[Collection entries]
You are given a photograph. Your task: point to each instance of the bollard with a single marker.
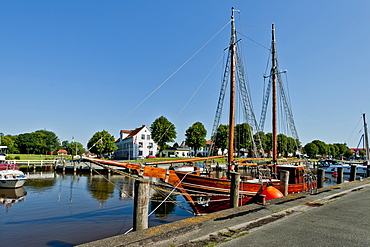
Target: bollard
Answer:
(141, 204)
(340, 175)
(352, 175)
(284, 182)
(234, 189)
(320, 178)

==

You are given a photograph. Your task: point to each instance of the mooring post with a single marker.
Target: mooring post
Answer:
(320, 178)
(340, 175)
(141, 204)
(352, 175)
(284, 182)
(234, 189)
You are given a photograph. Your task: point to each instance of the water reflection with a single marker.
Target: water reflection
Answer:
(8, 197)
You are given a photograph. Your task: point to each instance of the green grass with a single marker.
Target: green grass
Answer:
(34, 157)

...

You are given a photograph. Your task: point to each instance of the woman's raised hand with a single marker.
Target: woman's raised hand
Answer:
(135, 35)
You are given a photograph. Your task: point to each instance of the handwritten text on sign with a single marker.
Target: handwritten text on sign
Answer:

### [WORK ORDER]
Above are the records; copy each line from them that includes the string "water".

### [WRITTEN RESPONSE]
You are given a photograph. Your task: point to each instance of the water reflection with a single marker.
Target: water reflection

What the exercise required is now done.